Location labeling records
┄┄┄┄┄┄┄┄┄┄┄┄┄┄┄┄┄┄┄┄

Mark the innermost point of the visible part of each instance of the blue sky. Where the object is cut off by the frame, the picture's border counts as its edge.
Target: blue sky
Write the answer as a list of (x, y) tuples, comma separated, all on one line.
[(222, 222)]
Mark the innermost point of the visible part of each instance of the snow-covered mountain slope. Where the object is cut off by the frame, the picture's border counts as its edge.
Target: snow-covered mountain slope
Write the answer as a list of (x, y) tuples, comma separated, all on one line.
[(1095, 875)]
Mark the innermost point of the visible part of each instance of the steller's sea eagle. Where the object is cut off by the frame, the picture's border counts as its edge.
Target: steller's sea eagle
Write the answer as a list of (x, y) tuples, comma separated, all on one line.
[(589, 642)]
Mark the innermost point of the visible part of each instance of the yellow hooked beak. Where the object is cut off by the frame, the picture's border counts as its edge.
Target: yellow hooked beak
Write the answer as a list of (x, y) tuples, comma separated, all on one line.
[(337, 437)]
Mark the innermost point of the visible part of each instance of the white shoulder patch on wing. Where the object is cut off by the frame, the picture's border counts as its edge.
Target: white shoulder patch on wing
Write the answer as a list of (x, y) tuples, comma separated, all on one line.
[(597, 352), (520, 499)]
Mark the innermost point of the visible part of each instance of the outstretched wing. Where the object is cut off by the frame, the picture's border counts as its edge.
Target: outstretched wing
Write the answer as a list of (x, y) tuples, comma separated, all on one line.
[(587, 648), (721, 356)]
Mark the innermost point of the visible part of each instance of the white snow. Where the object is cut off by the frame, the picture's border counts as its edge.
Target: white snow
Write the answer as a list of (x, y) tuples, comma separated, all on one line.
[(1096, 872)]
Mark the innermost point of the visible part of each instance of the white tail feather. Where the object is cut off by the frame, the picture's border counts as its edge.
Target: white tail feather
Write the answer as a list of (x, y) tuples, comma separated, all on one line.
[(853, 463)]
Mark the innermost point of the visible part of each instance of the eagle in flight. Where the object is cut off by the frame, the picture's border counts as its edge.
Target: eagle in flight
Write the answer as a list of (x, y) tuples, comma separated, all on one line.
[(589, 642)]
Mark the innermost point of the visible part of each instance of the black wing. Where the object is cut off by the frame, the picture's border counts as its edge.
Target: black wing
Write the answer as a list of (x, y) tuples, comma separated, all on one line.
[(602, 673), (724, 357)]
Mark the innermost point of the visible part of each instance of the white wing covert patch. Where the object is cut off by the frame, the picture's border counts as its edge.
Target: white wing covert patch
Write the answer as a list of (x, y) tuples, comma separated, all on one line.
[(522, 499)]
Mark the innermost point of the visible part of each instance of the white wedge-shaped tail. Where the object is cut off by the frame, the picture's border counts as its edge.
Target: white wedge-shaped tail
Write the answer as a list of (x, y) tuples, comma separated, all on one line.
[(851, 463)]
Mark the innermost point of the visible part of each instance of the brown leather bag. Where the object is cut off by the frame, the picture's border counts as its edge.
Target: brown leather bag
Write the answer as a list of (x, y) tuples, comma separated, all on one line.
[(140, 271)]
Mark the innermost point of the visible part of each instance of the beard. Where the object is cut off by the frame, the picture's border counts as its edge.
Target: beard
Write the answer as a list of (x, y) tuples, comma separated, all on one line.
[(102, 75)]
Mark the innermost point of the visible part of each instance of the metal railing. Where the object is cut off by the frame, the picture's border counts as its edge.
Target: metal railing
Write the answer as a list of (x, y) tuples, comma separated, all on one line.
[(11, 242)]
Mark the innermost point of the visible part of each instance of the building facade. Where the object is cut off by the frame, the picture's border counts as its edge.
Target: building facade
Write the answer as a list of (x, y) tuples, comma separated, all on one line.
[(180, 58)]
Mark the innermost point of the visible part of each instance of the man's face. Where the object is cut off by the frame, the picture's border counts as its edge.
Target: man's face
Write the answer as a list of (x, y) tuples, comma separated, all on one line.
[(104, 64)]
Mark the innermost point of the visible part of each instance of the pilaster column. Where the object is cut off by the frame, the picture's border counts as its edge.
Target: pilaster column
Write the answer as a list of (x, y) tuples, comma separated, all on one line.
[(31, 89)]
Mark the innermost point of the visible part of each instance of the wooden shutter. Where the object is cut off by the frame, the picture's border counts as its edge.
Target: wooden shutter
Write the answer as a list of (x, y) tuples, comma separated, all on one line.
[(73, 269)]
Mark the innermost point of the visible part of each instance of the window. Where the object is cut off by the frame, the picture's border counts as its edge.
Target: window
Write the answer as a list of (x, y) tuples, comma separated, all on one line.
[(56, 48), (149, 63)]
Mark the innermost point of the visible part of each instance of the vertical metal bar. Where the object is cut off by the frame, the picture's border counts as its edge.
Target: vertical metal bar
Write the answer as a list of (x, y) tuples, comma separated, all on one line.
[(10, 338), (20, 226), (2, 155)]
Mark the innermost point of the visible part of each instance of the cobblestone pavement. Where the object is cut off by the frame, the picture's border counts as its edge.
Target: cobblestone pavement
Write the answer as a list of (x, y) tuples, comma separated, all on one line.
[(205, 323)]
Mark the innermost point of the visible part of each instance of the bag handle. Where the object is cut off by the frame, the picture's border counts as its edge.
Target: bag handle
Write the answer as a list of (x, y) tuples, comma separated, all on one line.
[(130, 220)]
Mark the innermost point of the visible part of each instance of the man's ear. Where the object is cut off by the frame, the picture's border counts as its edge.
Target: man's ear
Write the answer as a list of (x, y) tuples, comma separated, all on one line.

┄┄┄┄┄┄┄┄┄┄┄┄┄┄┄┄┄┄┄┄

Set problem. Write out the lines again in full, beginning with the line containing "of the eagle" and running through the line containing "[(602, 673), (724, 357)]", and add 81 to each coordinate in their answers.

Written solution.
Mark the innermost point of the visible part of each instance of the eagle in flight. Where the object is cut off by the frame, the picture's border counts as its edge.
Target: eagle in flight
Write the answer as a list of (x, y) tuples, comma separated, all on one line.
[(670, 723)]
Mark the innermost point of the visible part of each instance of the black wing. Where the object is cut off by the frame, the picture's border counts as its edge.
Target: black wing
Write the answer as a list of (x, y) tuples, comma separated, all on one line.
[(683, 754), (805, 438)]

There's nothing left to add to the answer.